Work to do:
**A)** In the regulatory review passage, by how much may the increase in the US regulatory burden since 1980 have reduced gross domestic product in 2012?
**B)** Express the lines of the entries as a numbered list. Begin at the line that contains "Can you find the sea?", stop after the last line of the entries, skip blank lines, and leave out the pictures.

Selected extract:
Third, there is little systematic effort to evaluate the actual results (benefits and costs) of regulations after they are implemented and reassess whether a regulation should be eliminated or modified. As a result, new regulations accumulate on top of old ones, even if some of the old ones no longer achieve their intended purposes or do so only at high cost. Patrick McLaughlin, director of the Mercatus Center’s Program for Economic Research on Regulation, and coauthors have estimated that the increase in the US regulatory burden since 1980 may have reduced gross domestic product by as much as $4 trillion in 2012, or about $13,000 per person. Presidents customarily ask regulatory agencies to find regulations that could be eliminated or updated, and these efforts produce some useful results. But such reviews rarely assess whether existing regulations are producing the intended results and at what cost. A study commissioned by the Administrative Conference of the United States indicates that the results of the most recent round of retrospective reviews in the Obama administration are typical in this regard:

The vast majority of status updates on agencies’ retrospective review programs do not include evidence of formal retrospective analysis, such as ex post estimates of benefits, costs, or efficacy. . . . Most of the analyses, such as estimated cost savings from removing regulatory burdens, in agency reviews focus on what can be achieved through reducing paperwork and reporting obligations, or transforming some of these obligations to electronic reporting. . . .

Streamlining the way the government collects information on the actions of regulated firms is fundamentally different than an assessment of whether an economically important rule is delivering on societal objectives identified in authorizing legislation and doing so in a cost-effective and/or efficient manner. 

Several types of reforms would help refocus the regulatory process on achievement of beneficial outcomes for the public, instead of activities or outputs:

  • Clearly indicate the desired outcomes Congress seeks to achieve in legislation that authorizes regulations.
  • Require regulatory agencies to develop and seek public comment on a plan for retrospective analysis of major regulations at the time these regulations are proposed. 
  • Require regulatory agencies to disclose in the Unified Agenda of Federal Regulatory and Deregulatory Actions when they have decided not to issue new regulations, so they can receive credit and be accountable for these decisions.

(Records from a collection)
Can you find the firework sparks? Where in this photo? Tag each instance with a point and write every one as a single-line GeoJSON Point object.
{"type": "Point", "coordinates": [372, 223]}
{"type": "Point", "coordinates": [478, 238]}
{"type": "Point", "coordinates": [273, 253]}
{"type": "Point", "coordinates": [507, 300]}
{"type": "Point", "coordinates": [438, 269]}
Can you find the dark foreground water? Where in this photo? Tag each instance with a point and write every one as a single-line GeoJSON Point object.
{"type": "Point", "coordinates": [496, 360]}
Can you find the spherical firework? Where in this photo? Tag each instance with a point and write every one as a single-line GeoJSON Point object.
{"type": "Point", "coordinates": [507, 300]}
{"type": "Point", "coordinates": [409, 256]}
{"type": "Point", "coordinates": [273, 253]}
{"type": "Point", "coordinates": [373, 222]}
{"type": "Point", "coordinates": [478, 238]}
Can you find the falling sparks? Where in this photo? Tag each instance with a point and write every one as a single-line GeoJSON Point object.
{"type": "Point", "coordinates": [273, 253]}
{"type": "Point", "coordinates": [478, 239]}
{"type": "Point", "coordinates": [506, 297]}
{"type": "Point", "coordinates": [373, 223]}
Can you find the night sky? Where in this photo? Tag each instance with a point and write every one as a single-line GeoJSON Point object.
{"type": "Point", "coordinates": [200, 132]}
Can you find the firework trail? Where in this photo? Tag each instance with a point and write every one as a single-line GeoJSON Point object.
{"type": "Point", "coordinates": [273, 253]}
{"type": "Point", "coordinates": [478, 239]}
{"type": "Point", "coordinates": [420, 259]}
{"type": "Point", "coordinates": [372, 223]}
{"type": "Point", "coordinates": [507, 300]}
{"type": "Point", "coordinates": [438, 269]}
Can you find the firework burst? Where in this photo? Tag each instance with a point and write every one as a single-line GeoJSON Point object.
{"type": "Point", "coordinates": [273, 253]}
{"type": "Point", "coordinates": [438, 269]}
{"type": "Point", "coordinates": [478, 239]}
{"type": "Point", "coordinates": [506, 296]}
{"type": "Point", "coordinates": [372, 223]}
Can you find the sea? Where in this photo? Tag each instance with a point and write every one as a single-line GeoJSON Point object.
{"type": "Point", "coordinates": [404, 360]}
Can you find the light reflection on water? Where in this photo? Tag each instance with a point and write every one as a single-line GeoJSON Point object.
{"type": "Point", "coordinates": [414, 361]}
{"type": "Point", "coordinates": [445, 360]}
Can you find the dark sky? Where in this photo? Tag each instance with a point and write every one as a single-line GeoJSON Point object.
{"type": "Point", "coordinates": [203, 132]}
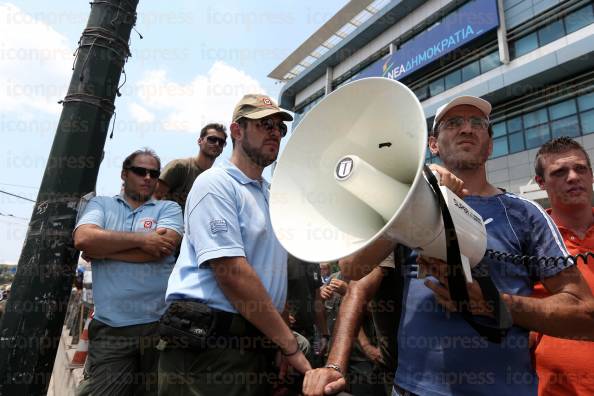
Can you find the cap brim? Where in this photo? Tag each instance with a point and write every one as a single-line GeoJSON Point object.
{"type": "Point", "coordinates": [481, 104]}
{"type": "Point", "coordinates": [268, 112]}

Outputs in order:
**A)** By as much as $4 trillion, or about $13,000 per person.

**B)**
1. Can you find the sea? Where in this photo? Tag each instance with a point and write every one as a single-line GeoJSON Point object.
2. {"type": "Point", "coordinates": [404, 360]}
3. Can you find the light reflection on water? Where in this photo? Tag each instance with a point and write every one as a single-line GeoJSON Point object.
4. {"type": "Point", "coordinates": [414, 361]}
5. {"type": "Point", "coordinates": [445, 360]}
6. Can you find the dark sky? Where in this photo? Tag each instance with a point and write every one as a single-line GeoJSON Point object.
7. {"type": "Point", "coordinates": [203, 132]}
8. Can you find the cap brim? Where in this photo? Tag each instance with a point and write every one as a single-line GeoJSON Point object.
9. {"type": "Point", "coordinates": [481, 104]}
10. {"type": "Point", "coordinates": [268, 112]}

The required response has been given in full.